Counselling service wins grant from Scottish Government's Wellbeing Fund
A charity's support for blind and partially sighted people affected by the coronavirus lockdown has received a £11,500 boost from the Scottish Government's Wellbeing Fund.
"With this additional funding we will be able to support an additional 20 people and respond to the increased demand for more in-depth, one-to-one emotional support," said RNIB Scotland director, James Adams.
"The practical and psychological effects of losing your sight can have a significant impact on people’s well-being, and this current situation has exacerbated the anxiety and isolation felt by many.
"It's not surprising, then, that the impact of coronavirus can be even more profound for this group. Access to essential services such as food and medicines is more difficult as is social distancing, vital information on staying safe isn't always in accessible formats, and many of our older members aren't always confident about using new technology to stay in touch with others.
"One person told us, 'I feel more disabled', as all of her face-to-face support groups have been cancelled and her sense of isolation compounded."
Everyone accessing RNIB's confidential counselling service will receive eight weekly sessions with an accredited counsellor, delivered via telephone and online, with each session normally lasting an hour.
"The funding will enable us to reduce the waiting list for emergency mental health sessions and also let existing clients access additional sessions," said Mr Adams. "Our clients tell us it is really important that the support that they receive comes from a counsellor who has knowledge and understanding about sight loss."
Sight loss affects people of all ages, but as people get older, they are increasingly likely to experience sight loss. One in five people aged 75 and over, and one in two people aged 90 and over are living with sight loss. People with sight loss may also have an additional disability or another health condition.
▬▬▬▬▬▬▬▬▬▬
▸ AIM OF THE TASK:
Reproduce the passage of the article on the counseling grant that begins with the words containing "Everyone accessing RNIB's" and ends with "lasting an hour.". The material that follows comes from a different source than the article above.

▸ DATA BLOCK:
▬▬▬▬▬▬▬▬▬▬
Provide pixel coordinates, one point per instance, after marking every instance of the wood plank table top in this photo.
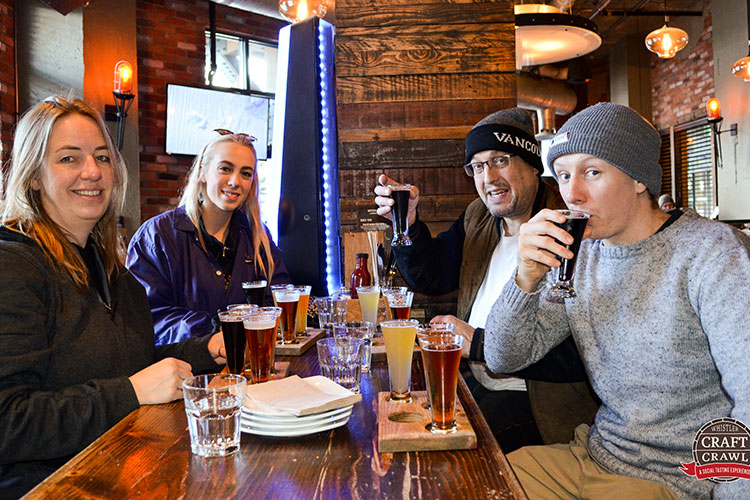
▬▬▬▬▬▬▬▬▬▬
▸ EXERCISE ANSWER:
Everyone accessing RNIB's confidential counselling service will receive eight weekly sessions with an accredited counsellor, delivered via telephone and online, with each session normally lasting an hour.